§ WHAT NEEDS TO BE DONE
Below are records; transcribe only the line with "like point(20, 126)?" and those after it, through the last line, without any change.

§ SUPPLIED INFORMATION
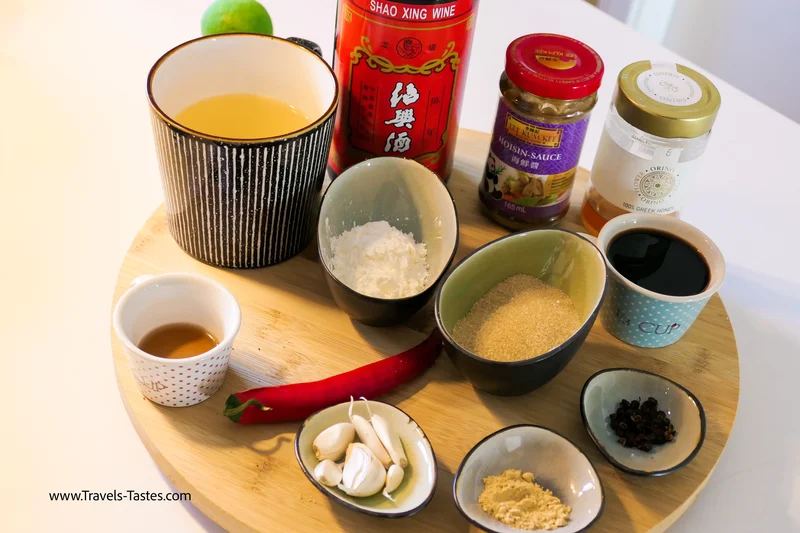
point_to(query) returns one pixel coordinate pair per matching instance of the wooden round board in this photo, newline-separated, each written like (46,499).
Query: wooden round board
(246,478)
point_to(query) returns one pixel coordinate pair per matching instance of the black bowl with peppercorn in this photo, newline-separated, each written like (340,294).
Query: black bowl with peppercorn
(643,423)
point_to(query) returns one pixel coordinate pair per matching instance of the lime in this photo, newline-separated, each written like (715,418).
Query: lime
(230,16)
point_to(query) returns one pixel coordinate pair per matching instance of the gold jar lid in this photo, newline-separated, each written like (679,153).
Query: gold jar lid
(666,100)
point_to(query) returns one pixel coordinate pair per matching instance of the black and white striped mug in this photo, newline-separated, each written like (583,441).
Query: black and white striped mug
(242,203)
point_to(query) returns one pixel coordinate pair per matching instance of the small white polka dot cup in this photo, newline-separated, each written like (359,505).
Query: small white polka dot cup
(154,301)
(645,318)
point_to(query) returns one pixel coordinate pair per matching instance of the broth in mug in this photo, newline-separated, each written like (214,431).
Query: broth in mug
(243,116)
(178,341)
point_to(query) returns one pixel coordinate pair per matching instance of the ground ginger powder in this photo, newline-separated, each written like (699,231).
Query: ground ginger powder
(514,499)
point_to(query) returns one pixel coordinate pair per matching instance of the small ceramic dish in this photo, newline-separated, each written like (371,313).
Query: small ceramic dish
(558,257)
(556,463)
(408,196)
(601,396)
(419,480)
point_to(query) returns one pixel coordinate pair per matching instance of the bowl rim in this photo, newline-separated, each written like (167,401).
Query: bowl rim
(555,350)
(374,299)
(636,472)
(326,490)
(460,468)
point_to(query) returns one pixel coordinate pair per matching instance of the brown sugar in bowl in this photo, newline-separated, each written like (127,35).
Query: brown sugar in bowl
(561,258)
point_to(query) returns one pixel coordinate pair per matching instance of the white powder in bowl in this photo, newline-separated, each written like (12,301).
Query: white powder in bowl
(379,260)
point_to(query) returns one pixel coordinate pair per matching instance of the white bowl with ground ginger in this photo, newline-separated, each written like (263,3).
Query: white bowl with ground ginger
(514,312)
(528,478)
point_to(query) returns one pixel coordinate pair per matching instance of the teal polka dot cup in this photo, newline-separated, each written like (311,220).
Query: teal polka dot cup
(641,317)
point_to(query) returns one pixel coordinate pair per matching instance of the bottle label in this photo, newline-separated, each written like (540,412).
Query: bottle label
(401,67)
(642,177)
(531,165)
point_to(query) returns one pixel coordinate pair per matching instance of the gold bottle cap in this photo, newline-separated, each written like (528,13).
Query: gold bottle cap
(666,100)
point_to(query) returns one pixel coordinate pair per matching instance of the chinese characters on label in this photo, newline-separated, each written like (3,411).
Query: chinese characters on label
(403,117)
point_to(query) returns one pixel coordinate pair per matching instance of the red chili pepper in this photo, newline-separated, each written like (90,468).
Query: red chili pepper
(297,401)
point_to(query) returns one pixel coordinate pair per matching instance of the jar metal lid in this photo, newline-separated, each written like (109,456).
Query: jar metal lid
(553,66)
(666,100)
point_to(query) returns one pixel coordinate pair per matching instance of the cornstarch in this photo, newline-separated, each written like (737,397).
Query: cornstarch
(379,260)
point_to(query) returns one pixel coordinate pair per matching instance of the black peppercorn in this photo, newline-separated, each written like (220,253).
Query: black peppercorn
(641,425)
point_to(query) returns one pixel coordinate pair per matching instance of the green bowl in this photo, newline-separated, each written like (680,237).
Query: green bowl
(561,258)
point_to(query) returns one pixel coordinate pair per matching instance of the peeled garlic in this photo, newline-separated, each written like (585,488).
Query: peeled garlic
(367,435)
(393,479)
(332,443)
(389,439)
(363,473)
(328,473)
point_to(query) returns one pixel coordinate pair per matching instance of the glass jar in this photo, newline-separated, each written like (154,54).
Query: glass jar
(547,91)
(655,132)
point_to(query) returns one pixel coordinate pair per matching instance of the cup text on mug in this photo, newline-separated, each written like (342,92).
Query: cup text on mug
(648,327)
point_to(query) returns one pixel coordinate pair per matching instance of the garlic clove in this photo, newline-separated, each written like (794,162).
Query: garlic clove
(328,473)
(393,479)
(332,442)
(363,474)
(368,436)
(390,440)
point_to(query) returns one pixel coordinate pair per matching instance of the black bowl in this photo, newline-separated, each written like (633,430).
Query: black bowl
(408,196)
(559,257)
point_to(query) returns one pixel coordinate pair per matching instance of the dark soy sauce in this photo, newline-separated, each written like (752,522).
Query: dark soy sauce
(659,262)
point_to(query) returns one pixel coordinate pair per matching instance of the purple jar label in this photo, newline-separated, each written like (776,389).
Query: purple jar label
(531,165)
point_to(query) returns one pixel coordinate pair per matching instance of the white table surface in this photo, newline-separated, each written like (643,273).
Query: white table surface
(79,178)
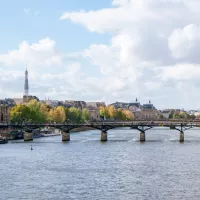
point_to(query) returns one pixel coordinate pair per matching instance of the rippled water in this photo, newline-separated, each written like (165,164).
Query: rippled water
(119,169)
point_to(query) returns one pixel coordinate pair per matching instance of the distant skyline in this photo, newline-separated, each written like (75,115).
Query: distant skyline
(108,50)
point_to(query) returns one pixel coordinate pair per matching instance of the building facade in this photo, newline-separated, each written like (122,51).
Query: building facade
(5,107)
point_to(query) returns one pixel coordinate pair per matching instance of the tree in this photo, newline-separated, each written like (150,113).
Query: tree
(20,113)
(85,115)
(120,114)
(62,113)
(111,111)
(36,116)
(129,115)
(74,115)
(104,112)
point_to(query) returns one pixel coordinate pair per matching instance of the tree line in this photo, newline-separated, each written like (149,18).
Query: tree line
(109,112)
(180,115)
(36,112)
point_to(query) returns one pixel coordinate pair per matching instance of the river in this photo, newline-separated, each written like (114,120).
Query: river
(120,169)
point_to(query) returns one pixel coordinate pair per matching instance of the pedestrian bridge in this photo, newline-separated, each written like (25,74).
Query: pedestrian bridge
(104,127)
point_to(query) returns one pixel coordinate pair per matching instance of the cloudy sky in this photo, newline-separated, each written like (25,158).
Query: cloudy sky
(106,50)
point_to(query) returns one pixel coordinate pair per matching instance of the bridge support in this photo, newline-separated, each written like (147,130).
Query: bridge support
(142,136)
(103,136)
(28,136)
(181,136)
(65,136)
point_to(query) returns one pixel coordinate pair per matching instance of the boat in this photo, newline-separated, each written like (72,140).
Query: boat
(3,140)
(49,133)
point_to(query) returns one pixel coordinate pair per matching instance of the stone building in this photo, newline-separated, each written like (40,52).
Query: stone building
(5,107)
(141,112)
(94,109)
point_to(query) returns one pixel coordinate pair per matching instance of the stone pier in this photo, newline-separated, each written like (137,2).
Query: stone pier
(103,136)
(142,136)
(65,136)
(28,136)
(181,136)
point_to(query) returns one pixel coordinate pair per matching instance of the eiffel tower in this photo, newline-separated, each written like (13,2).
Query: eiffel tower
(26,88)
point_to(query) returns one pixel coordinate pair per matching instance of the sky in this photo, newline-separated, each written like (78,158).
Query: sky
(108,50)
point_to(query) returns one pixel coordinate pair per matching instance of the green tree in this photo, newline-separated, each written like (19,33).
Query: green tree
(85,115)
(62,113)
(111,111)
(129,115)
(120,114)
(36,116)
(104,112)
(74,115)
(20,113)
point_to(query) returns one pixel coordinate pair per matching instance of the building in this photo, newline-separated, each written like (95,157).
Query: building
(26,96)
(141,112)
(5,107)
(94,109)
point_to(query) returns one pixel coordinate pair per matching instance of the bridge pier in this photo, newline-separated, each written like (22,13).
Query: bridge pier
(103,136)
(181,136)
(142,136)
(65,136)
(28,136)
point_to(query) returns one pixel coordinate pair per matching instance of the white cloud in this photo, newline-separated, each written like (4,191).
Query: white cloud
(152,54)
(27,10)
(153,50)
(185,42)
(43,53)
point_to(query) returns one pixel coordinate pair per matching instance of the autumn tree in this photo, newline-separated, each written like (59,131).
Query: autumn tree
(20,113)
(129,115)
(75,115)
(111,111)
(104,112)
(85,115)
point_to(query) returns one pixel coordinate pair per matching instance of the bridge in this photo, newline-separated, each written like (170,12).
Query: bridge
(104,127)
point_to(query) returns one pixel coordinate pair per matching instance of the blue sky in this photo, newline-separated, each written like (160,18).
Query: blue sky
(42,20)
(102,50)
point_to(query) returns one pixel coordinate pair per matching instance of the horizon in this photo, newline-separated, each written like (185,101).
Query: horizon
(107,51)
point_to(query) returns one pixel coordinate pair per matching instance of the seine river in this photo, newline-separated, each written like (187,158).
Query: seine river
(120,169)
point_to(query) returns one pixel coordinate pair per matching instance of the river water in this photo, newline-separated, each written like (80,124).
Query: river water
(121,168)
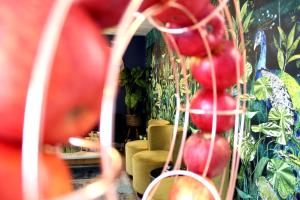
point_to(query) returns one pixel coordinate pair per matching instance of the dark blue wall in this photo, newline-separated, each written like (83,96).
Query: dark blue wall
(134,56)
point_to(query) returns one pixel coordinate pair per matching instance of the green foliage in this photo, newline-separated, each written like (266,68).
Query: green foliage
(248,148)
(262,88)
(269,150)
(281,177)
(278,126)
(293,89)
(135,82)
(266,192)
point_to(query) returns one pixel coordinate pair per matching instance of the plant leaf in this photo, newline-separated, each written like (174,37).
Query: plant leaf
(280,59)
(265,190)
(281,177)
(276,43)
(248,72)
(282,36)
(262,88)
(282,115)
(244,10)
(250,114)
(260,166)
(293,47)
(270,129)
(243,194)
(295,57)
(291,37)
(248,148)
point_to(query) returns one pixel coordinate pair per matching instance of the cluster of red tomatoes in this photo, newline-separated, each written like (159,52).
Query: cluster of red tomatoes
(227,63)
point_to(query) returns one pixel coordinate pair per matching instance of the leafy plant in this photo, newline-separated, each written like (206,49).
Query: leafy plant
(281,177)
(135,82)
(286,47)
(265,190)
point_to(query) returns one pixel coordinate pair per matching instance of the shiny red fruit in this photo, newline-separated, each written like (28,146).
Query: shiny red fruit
(77,78)
(54,176)
(196,151)
(176,16)
(191,44)
(186,187)
(203,100)
(227,60)
(106,13)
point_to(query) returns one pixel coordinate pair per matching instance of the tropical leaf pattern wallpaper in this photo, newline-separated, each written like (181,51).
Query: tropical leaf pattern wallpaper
(270,150)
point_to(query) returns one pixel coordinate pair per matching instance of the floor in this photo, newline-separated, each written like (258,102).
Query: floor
(83,175)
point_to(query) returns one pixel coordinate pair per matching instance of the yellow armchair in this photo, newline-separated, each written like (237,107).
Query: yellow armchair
(143,162)
(133,147)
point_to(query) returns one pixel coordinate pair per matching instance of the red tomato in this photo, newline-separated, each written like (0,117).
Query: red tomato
(106,13)
(226,59)
(196,151)
(175,16)
(78,75)
(203,100)
(191,44)
(54,175)
(189,188)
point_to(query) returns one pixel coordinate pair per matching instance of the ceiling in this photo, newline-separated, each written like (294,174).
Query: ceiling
(143,29)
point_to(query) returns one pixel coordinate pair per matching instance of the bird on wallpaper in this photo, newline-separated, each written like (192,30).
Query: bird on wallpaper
(285,89)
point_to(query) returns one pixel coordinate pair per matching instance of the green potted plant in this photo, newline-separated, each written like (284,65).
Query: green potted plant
(135,82)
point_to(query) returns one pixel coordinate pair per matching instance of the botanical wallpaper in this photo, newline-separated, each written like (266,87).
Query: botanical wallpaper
(270,157)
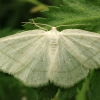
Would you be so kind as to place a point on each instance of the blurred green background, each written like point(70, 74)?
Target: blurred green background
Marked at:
point(12, 13)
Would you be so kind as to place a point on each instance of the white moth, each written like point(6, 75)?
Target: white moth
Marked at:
point(37, 56)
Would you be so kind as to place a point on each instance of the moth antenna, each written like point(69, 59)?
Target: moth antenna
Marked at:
point(36, 24)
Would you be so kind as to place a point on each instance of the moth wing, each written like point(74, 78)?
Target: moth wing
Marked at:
point(66, 69)
point(84, 45)
point(24, 55)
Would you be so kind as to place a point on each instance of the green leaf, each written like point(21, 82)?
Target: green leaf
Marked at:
point(68, 94)
point(47, 92)
point(95, 86)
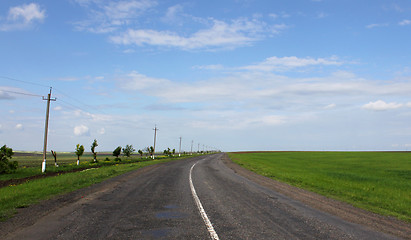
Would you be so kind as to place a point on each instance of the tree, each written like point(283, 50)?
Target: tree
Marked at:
point(128, 150)
point(93, 148)
point(117, 152)
point(79, 152)
point(5, 165)
point(55, 158)
point(151, 151)
point(167, 152)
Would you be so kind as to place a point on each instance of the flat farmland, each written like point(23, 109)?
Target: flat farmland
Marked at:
point(375, 181)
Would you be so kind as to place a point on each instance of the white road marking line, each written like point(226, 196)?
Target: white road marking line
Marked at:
point(207, 222)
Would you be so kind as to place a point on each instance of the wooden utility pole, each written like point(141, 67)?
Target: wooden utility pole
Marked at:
point(179, 150)
point(43, 167)
point(155, 134)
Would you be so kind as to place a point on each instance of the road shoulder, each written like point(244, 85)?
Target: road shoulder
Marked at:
point(343, 210)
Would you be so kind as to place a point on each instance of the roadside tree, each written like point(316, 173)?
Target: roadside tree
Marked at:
point(79, 152)
point(93, 148)
point(117, 152)
point(5, 165)
point(128, 150)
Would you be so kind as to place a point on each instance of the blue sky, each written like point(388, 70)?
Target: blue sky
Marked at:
point(233, 75)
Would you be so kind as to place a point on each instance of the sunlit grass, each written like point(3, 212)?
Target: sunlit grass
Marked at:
point(376, 181)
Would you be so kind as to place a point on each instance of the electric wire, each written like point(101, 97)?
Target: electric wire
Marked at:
point(21, 93)
point(17, 80)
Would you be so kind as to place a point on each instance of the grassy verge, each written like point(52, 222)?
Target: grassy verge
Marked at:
point(23, 195)
point(30, 165)
point(376, 181)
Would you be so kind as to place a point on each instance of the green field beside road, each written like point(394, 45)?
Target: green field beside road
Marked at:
point(31, 191)
point(375, 181)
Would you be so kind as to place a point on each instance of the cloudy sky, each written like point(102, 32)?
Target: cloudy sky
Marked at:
point(233, 74)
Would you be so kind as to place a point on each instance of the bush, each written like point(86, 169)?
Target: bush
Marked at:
point(5, 165)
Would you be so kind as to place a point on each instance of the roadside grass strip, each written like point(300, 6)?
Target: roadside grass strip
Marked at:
point(33, 191)
point(376, 181)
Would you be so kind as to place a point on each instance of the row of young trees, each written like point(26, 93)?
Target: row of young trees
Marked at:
point(7, 166)
point(128, 150)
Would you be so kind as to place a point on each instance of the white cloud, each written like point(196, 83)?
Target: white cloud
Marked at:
point(330, 106)
point(381, 105)
point(22, 17)
point(288, 63)
point(173, 14)
point(137, 81)
point(221, 34)
point(81, 130)
point(404, 22)
point(375, 25)
point(108, 16)
point(102, 131)
point(209, 67)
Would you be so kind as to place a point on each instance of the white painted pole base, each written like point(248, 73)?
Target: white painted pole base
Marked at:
point(43, 166)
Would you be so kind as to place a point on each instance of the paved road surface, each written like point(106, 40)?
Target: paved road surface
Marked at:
point(159, 203)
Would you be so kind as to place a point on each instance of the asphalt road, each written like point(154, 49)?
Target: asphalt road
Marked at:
point(178, 201)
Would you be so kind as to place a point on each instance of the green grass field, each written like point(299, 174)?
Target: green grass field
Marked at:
point(376, 181)
point(30, 163)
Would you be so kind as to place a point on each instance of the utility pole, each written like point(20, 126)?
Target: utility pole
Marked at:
point(179, 150)
point(155, 134)
point(43, 166)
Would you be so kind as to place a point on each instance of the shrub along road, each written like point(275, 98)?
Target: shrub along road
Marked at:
point(164, 201)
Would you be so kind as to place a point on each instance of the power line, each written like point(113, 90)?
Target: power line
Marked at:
point(73, 106)
point(27, 94)
point(27, 82)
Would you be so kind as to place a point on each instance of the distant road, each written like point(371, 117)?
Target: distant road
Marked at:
point(165, 201)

§ RESULT OF THIS TASK
Would you be so kind as to place a point on each instance of the utility pole, each written like point(20, 126)?
Target: utility pole
Marked at:
point(179, 150)
point(155, 134)
point(43, 166)
Would you be so kind as to place a point on each instance of the shrub along road, each written like point(275, 98)?
Target: shrub along road
Marked at:
point(164, 201)
Would you be so kind as to place a point on each instance of the power line, each written like point(113, 90)?
Target: power line
Marked at:
point(73, 106)
point(27, 94)
point(27, 82)
Would you be so kind as to place a point on each instance of the distant road, each written like point(371, 117)?
Target: distant road
Marked at:
point(165, 201)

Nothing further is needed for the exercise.